◆ Data section
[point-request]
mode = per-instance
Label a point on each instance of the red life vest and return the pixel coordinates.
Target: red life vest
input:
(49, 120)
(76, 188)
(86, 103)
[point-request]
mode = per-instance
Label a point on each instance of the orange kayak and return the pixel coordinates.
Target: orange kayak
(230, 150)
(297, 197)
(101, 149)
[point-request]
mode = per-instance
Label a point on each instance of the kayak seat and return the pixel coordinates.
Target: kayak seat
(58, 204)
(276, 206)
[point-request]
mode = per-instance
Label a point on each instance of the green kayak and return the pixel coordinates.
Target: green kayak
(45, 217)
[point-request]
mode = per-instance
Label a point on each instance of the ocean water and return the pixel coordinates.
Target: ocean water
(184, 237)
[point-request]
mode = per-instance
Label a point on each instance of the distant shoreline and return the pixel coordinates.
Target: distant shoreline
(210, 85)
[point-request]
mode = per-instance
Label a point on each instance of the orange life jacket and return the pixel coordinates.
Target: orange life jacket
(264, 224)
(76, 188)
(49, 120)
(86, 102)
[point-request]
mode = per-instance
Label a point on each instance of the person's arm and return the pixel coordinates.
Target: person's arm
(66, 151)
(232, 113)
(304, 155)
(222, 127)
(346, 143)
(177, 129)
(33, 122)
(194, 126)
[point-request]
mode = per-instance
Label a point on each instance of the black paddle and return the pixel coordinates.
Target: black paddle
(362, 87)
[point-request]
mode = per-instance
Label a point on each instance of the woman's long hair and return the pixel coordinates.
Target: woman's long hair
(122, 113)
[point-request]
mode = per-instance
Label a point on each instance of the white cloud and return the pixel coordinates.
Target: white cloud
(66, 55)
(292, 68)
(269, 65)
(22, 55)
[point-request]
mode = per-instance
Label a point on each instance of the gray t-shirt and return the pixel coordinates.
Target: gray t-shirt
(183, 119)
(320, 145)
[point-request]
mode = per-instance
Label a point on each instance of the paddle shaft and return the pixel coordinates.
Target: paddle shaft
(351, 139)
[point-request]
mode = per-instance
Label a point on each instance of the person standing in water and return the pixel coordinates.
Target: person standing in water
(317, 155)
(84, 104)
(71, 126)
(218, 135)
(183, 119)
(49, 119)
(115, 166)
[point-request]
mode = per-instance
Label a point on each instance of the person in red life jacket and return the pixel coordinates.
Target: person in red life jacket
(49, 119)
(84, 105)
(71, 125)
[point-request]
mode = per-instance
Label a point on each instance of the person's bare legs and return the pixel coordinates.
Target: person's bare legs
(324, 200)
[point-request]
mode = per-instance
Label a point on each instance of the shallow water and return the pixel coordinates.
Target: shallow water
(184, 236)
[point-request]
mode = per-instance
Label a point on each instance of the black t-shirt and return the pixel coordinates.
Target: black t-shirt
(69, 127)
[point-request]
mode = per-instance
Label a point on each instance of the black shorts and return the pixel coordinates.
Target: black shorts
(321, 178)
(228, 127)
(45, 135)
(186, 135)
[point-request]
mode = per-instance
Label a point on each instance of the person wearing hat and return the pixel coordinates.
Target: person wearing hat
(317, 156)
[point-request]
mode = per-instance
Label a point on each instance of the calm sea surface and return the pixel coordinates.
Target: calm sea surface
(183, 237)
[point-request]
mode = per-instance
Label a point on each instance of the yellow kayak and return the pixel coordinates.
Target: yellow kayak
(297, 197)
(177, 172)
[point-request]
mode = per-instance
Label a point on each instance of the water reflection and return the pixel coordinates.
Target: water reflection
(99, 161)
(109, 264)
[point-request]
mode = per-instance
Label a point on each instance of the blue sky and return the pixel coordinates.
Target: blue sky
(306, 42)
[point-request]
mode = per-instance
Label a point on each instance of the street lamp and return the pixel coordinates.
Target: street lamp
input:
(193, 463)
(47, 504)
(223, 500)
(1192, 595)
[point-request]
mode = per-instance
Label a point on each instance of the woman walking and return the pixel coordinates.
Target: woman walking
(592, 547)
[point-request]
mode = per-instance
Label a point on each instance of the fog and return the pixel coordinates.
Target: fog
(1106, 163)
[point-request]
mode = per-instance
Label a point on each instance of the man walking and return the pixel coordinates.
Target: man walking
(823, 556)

◆ What to work on
For the records above, give the number of lines containing the string "vest" and no other words.

◆ Written response
2